Nach Augusts Tod stand ihr frei, Stolpen zu verlassen. Sie blieb und starb im Alter von 85 Jahren.

18. Jahrhundert
Dresden wies zu jener Zeit bereits 63000 Einwohner aus. Das Bürgertum nutznießte zunehmend vom Prunk und der Macht des Hofes. Der prächtige Bau der Frauenkirche beispielsweise ist ein Zeugnis auch der Leistungen des Dresdner Bürgertums.
1756/60 besetzten preußische Truppen Dresden.1760 brannte das  Stadtzentrum durch preußischen Beschuss fast völlig nieder. Es dauerte mehr als 60 Jahre, bis die Bevölkerungszahl den Stand vor dem Siebenjährigen Krieg wieder erreichte.

▸ **Zielsetzung 1**
Listen Sie sämtliche Eigennamen auf, die in der ausgewählten Textstelle vorkommen, und führen Sie jeden nur einmal an.
▸ **Zielsetzung 2**
Beantworten Sie mithilfe der ausgewählten Textstelle:
(a) Wie viele Einwohner wies Dresden zu jener Zeit aus?
(b) Wodurch brannte das Stadtzentrum 1760 fast völlig nieder?
(c) Wie lange dauerte es, bis die Bevölkerungszahl den Stand vor dem Siebenjährigen Krieg wieder erreichte?

▸ **Angezeigte Datensätze**
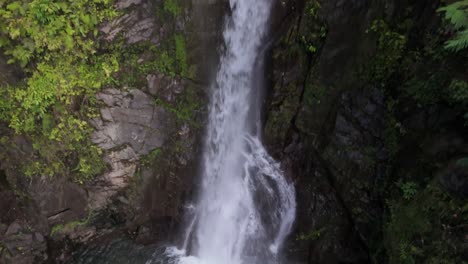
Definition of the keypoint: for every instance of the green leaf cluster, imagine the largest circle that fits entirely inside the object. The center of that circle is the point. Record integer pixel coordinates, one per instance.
(45, 29)
(55, 44)
(457, 14)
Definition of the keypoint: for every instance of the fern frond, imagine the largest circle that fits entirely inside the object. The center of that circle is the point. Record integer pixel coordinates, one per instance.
(456, 13)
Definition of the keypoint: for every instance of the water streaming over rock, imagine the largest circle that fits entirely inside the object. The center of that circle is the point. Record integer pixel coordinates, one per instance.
(246, 207)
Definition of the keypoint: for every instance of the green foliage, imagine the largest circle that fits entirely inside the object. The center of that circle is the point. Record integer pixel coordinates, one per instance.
(463, 162)
(311, 39)
(43, 29)
(457, 14)
(53, 42)
(181, 54)
(409, 189)
(423, 229)
(390, 47)
(458, 91)
(173, 7)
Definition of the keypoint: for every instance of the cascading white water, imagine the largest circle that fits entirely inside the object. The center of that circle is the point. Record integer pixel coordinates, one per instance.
(246, 207)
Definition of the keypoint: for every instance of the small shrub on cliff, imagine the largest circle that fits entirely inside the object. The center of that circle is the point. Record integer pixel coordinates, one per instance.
(53, 42)
(457, 14)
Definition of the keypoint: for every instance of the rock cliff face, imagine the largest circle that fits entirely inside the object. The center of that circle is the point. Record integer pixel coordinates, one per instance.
(331, 125)
(148, 129)
(346, 135)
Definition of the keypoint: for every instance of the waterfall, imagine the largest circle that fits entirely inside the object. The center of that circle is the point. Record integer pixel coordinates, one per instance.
(246, 206)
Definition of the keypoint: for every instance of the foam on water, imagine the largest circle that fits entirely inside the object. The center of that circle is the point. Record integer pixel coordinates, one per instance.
(246, 206)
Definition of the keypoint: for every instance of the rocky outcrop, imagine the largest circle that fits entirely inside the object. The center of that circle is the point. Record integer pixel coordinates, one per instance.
(131, 125)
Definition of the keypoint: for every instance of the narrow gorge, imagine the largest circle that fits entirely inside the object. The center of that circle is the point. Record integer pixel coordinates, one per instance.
(233, 131)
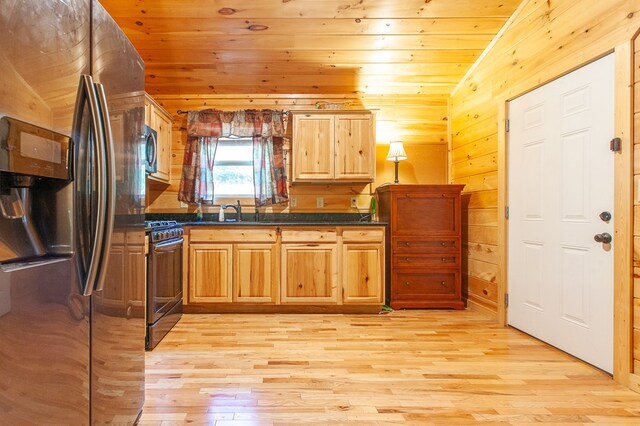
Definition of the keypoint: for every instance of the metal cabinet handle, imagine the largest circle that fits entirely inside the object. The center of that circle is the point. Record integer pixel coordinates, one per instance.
(604, 238)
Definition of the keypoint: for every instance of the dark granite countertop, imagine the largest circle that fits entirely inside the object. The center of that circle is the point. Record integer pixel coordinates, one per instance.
(282, 223)
(271, 219)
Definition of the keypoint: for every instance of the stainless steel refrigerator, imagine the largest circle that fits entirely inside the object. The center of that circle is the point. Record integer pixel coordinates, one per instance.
(72, 326)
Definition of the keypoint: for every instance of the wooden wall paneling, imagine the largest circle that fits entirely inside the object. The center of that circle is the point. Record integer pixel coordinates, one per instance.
(548, 40)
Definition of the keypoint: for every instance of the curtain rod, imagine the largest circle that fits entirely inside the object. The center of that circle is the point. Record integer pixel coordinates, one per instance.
(187, 112)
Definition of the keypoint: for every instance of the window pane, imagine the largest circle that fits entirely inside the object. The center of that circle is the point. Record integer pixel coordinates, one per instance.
(233, 169)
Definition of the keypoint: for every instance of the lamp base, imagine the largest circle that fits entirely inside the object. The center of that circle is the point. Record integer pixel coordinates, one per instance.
(396, 181)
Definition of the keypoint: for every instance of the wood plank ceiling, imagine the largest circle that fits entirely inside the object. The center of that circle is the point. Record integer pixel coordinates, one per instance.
(362, 47)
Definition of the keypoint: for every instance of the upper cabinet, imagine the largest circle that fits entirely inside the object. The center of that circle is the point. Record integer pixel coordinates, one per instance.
(333, 146)
(160, 120)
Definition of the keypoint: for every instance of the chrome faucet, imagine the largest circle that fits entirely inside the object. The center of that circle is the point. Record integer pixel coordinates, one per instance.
(237, 208)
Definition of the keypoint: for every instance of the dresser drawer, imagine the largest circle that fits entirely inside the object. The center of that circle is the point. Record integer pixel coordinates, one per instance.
(429, 245)
(409, 285)
(429, 261)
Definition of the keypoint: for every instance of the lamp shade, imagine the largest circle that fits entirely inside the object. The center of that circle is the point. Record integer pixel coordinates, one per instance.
(396, 152)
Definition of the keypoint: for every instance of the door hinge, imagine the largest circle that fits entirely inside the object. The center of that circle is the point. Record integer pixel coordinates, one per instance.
(615, 144)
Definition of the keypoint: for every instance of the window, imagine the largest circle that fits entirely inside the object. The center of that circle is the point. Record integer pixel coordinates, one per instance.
(233, 168)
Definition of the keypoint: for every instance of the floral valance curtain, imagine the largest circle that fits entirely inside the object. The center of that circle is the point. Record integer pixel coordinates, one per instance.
(265, 127)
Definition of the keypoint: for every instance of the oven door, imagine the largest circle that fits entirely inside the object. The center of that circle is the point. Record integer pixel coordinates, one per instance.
(164, 283)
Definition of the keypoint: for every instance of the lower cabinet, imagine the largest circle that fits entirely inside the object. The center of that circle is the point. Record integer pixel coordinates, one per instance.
(362, 266)
(255, 273)
(286, 266)
(210, 273)
(310, 273)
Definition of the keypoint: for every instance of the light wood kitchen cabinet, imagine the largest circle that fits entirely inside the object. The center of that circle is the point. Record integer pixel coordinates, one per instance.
(255, 273)
(210, 273)
(160, 120)
(310, 273)
(362, 266)
(233, 265)
(287, 268)
(333, 146)
(309, 265)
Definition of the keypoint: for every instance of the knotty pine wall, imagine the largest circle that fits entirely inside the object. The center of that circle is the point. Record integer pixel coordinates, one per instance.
(544, 40)
(419, 121)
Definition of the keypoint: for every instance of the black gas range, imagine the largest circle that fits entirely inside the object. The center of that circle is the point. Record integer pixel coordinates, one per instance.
(162, 230)
(164, 278)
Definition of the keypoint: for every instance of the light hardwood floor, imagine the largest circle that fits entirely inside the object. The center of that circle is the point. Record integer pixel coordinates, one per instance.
(406, 367)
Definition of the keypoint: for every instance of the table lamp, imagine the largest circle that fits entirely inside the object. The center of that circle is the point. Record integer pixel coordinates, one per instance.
(396, 154)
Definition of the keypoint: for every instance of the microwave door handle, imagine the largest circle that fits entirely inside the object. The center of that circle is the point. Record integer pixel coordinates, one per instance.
(109, 185)
(168, 246)
(98, 143)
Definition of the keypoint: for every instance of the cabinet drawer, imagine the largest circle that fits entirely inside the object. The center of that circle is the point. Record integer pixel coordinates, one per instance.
(225, 235)
(360, 235)
(419, 260)
(439, 245)
(408, 285)
(309, 235)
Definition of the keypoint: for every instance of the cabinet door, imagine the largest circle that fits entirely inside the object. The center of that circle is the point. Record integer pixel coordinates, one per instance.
(355, 147)
(256, 273)
(210, 273)
(309, 273)
(362, 272)
(313, 147)
(162, 125)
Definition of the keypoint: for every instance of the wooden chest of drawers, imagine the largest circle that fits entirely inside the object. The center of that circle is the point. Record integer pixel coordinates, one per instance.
(423, 261)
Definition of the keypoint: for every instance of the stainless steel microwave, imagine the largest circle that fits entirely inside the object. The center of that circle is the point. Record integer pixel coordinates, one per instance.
(151, 150)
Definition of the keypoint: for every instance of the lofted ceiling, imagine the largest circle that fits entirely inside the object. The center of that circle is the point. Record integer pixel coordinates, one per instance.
(363, 47)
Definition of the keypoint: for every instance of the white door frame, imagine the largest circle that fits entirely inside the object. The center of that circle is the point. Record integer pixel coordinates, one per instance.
(623, 210)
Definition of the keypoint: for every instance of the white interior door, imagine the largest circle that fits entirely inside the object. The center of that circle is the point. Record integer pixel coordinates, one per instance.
(560, 181)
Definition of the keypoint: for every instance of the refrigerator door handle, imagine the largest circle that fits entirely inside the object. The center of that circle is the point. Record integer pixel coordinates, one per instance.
(87, 93)
(109, 186)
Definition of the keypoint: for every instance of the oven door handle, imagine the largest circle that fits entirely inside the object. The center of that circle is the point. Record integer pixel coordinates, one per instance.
(166, 246)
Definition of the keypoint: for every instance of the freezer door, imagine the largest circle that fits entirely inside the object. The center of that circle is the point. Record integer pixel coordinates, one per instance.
(44, 323)
(118, 323)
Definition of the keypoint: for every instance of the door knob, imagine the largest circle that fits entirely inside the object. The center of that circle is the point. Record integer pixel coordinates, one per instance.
(604, 238)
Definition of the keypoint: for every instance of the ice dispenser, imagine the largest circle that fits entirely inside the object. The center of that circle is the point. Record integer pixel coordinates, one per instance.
(35, 191)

▸ **Schriftliche Antwort 1**
August, Stolpen, Dresden, Frauenkirche, Siebenjähriger Krieg

▸ **Schriftliche Antwort 2**
(a) 63000 Einwohner
(b) Durch preußischen Beschuss
(c) Mehr als 60 Jahre